(PROMPT) Repeat the full listing, word for word.
--- DATA ---
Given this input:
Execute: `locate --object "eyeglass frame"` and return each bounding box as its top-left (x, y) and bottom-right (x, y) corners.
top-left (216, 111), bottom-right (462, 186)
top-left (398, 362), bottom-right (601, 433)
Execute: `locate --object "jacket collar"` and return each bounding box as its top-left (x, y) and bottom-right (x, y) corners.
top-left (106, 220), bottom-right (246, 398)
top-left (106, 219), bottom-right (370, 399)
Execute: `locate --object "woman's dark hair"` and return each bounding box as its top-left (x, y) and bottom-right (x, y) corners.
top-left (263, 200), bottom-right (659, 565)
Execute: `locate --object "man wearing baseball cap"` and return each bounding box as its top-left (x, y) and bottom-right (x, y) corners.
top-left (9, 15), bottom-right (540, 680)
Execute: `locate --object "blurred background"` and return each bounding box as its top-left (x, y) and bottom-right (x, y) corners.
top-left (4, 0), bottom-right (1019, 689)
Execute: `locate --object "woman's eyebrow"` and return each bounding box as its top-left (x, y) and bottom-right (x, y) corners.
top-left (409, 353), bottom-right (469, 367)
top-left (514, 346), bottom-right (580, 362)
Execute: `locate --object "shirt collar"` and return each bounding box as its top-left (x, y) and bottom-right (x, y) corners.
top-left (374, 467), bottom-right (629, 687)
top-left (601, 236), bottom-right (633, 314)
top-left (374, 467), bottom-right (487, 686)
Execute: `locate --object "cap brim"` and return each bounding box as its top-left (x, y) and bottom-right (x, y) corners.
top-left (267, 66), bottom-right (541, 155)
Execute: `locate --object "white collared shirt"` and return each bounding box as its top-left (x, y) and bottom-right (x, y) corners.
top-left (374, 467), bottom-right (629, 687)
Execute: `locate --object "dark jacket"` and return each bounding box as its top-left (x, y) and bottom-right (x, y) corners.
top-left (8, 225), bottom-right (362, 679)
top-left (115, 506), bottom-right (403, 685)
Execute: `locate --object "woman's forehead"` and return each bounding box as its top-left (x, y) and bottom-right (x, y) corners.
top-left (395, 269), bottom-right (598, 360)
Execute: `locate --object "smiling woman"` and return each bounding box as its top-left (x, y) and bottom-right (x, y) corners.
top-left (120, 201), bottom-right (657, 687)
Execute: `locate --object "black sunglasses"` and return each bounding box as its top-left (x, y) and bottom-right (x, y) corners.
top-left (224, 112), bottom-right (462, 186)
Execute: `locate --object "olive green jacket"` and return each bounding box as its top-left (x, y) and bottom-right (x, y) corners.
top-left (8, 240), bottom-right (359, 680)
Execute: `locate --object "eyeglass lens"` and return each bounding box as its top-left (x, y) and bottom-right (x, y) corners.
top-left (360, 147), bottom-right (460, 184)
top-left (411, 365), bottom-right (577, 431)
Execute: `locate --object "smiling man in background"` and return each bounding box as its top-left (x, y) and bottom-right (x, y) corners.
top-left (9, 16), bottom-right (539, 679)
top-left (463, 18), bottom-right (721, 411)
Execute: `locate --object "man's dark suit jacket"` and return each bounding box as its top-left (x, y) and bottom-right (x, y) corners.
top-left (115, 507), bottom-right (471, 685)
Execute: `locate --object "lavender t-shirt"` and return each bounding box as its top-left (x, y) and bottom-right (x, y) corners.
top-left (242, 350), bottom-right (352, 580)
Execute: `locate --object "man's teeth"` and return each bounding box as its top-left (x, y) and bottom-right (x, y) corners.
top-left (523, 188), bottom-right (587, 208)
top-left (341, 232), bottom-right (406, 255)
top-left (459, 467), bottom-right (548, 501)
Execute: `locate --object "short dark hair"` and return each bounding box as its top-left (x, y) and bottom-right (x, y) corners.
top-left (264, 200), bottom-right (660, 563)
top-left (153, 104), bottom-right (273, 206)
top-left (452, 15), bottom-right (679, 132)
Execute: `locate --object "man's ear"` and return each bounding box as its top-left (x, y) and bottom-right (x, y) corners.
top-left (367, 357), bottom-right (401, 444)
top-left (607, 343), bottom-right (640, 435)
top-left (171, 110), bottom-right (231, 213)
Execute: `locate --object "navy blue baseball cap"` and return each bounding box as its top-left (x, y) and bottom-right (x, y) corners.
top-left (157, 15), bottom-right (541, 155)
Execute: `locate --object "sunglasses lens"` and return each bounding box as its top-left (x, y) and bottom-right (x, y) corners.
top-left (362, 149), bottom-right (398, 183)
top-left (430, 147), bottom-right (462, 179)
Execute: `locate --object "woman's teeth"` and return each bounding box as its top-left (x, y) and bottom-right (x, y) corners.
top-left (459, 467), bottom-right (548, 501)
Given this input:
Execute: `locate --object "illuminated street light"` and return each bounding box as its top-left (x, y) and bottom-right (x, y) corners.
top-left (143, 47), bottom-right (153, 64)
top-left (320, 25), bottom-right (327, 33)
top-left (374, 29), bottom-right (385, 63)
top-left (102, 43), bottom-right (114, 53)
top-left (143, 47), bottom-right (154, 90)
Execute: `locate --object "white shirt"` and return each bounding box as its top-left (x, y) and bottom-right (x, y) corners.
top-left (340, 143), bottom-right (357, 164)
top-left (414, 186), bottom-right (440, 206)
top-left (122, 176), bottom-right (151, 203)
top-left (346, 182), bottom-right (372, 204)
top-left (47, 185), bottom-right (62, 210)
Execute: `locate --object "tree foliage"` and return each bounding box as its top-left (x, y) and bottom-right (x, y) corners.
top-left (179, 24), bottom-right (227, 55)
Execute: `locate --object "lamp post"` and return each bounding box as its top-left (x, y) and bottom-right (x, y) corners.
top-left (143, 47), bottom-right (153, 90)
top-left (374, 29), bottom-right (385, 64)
---
(OUTPUT OF THE TASK)
Given this input:
Execute: `locate --object "eyeglass frame"` and return each bounding box as its top-left (x, y) and bottom-right (x, y) corners.
top-left (216, 111), bottom-right (462, 186)
top-left (398, 362), bottom-right (601, 433)
Execute: `locate --object "jacket collar"` and return each bounding box as its top-left (x, y) and bottom-right (x, y) corners.
top-left (106, 220), bottom-right (246, 398)
top-left (106, 219), bottom-right (370, 399)
Execute: `locate --object "woman's dark hair"` and return each bounding box as its top-left (x, y) and bottom-right (x, y) corners.
top-left (263, 200), bottom-right (659, 565)
Execute: `locate --object "man wearing baseball cap"` and return each bounding box as its top-left (x, y) and bottom-right (x, y) corners.
top-left (9, 15), bottom-right (540, 680)
Execute: `locate --object "blurred background"` and return each bounding box as its top-left (x, y) and bottom-right (x, y) corners.
top-left (4, 0), bottom-right (1019, 689)
Execute: `locate --object "woman's eyebrow"` and return each bounding box as its top-left (x, y) and bottom-right (x, y) corners.
top-left (409, 353), bottom-right (469, 367)
top-left (514, 346), bottom-right (580, 362)
Execute: `locate --object "shirt collar"` and return each bounding box as its top-left (x, y) and bottom-right (x, y) corners.
top-left (374, 467), bottom-right (629, 687)
top-left (601, 236), bottom-right (633, 314)
top-left (374, 467), bottom-right (487, 686)
Execute: `locate --object "cap brim"` and return each bounding box as its top-left (x, y) and bottom-right (x, y) corners.
top-left (267, 66), bottom-right (541, 155)
Execute: `locate --object "white collared shirt"` and return each bounding box as its top-left (x, y) and bottom-right (x, y) corners.
top-left (374, 467), bottom-right (629, 687)
Execute: `locate --object "dark jacket"` and return each bounding box as its top-left (x, y) and bottom-right (x, y) corners.
top-left (8, 225), bottom-right (362, 679)
top-left (115, 506), bottom-right (403, 685)
Execute: `locate --object "woman's forehead"` and return each bounding box as its top-left (x, y) and bottom-right (x, y) corners.
top-left (395, 269), bottom-right (598, 360)
Execute: `locate --object "smiling woman"` and return each bounding box as its top-left (x, y) and bottom-right (x, y) corners.
top-left (120, 201), bottom-right (657, 687)
Execute: `locate --object "black sunglasses"` and return each bounding box as its top-left (x, y) and bottom-right (x, y) corners.
top-left (224, 112), bottom-right (462, 186)
Execute: `locate --object "olive green jacket"` and return each bounding box as its top-left (x, y) and bottom-right (x, y) corners.
top-left (8, 240), bottom-right (359, 680)
Execute: `locate --object "eyeglass lens"` and return each bounding box as its top-left (x, y) and bottom-right (x, y) corners.
top-left (360, 147), bottom-right (460, 184)
top-left (411, 365), bottom-right (577, 431)
Execute: `locate --object "smiling man in background"` and return each bounding box as its top-left (x, y) and bottom-right (x, y) corners.
top-left (9, 16), bottom-right (539, 679)
top-left (463, 18), bottom-right (721, 411)
Execute: `locate --object "man's dark suit jacket"` and return each bounding box as its top-left (x, y) and bottom-right (x, y) corners.
top-left (115, 507), bottom-right (471, 685)
Execute: `locate --object "lavender t-shirt"` and return each bounding box as its top-left (x, y) and bottom-right (x, y) corners.
top-left (242, 350), bottom-right (352, 580)
Execute: `locate --object "man's teeth"` and return each bounding box as its top-left (x, y) and bottom-right (x, y) corners.
top-left (523, 188), bottom-right (587, 208)
top-left (341, 232), bottom-right (406, 255)
top-left (459, 467), bottom-right (548, 501)
Execute: `locate --object "short dark hair"` and return each bounding box as its top-left (x, y) and bottom-right (x, y) corners.
top-left (264, 200), bottom-right (660, 563)
top-left (153, 104), bottom-right (273, 206)
top-left (452, 15), bottom-right (679, 132)
Execute: `locate --object "man's ear"` and return each bounding box as its top-left (x, y) and bottom-right (x, y) corners.
top-left (367, 357), bottom-right (401, 444)
top-left (607, 343), bottom-right (640, 435)
top-left (171, 110), bottom-right (231, 213)
Execute: `locate --object "navy blue baseball cap"` and return each bounding box as its top-left (x, y) and bottom-right (x, y) corners.
top-left (157, 15), bottom-right (541, 155)
Execute: `locate --object "sunglasses lens"` and return each bounding box as its top-left (x, y) and bottom-right (x, y) corners.
top-left (362, 149), bottom-right (398, 183)
top-left (430, 147), bottom-right (462, 179)
Execute: `locate --object "woman's teeth"` and return each bounding box as its top-left (x, y) and bottom-right (x, y) corners.
top-left (459, 467), bottom-right (548, 501)
Given this input:
Execute: `locate --object "illuminated street light"` and return each bounding box as its top-left (x, y) and bottom-right (x, y) corners.
top-left (143, 47), bottom-right (153, 64)
top-left (320, 25), bottom-right (327, 33)
top-left (374, 29), bottom-right (385, 63)
top-left (102, 43), bottom-right (114, 53)
top-left (143, 47), bottom-right (154, 90)
Execute: `locate --object "white shirt"` and return each bounding box as its top-left (x, y) and bottom-right (x, y) corners.
top-left (340, 143), bottom-right (357, 164)
top-left (414, 186), bottom-right (440, 206)
top-left (122, 176), bottom-right (151, 203)
top-left (346, 182), bottom-right (372, 204)
top-left (47, 185), bottom-right (62, 210)
Execute: `locate --object "tree foliage"` and return each bounding box as its top-left (x, y) and bottom-right (x, y) corners.
top-left (179, 24), bottom-right (227, 55)
Execute: `locate --object "lamp post"` and return each bounding box as its top-left (x, y) and bottom-right (x, y) corners.
top-left (143, 47), bottom-right (153, 90)
top-left (374, 29), bottom-right (385, 64)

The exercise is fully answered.